_Task item_. If a record contains a picture, leave the picture out and transcribe everything else exactly.
Segment Open
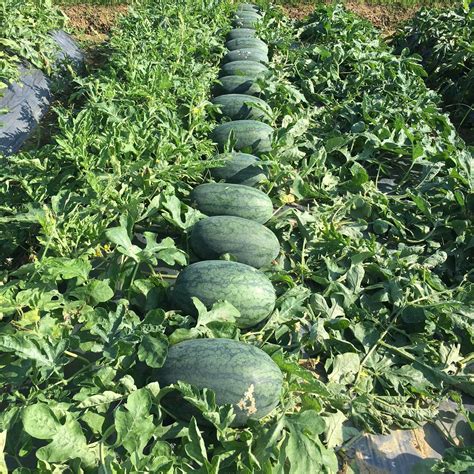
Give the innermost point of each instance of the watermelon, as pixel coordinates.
(240, 375)
(247, 7)
(242, 14)
(237, 85)
(244, 43)
(246, 288)
(225, 199)
(244, 135)
(252, 69)
(240, 168)
(244, 240)
(249, 22)
(247, 54)
(241, 107)
(241, 33)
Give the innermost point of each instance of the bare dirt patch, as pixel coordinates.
(94, 21)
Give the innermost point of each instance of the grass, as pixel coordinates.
Segment Closed
_Answer box_.
Give the innermost point of each instance of the watermelon, as pixel coordinates.
(240, 375)
(247, 7)
(242, 14)
(237, 85)
(244, 43)
(246, 288)
(225, 199)
(244, 135)
(252, 69)
(240, 168)
(244, 240)
(249, 22)
(247, 54)
(241, 107)
(241, 33)
Give the innermost point of each instance of the bare dirt patch, as pixel coordinates.
(94, 21)
Give the innermost point of each instance of the grass, as pixel coordinates.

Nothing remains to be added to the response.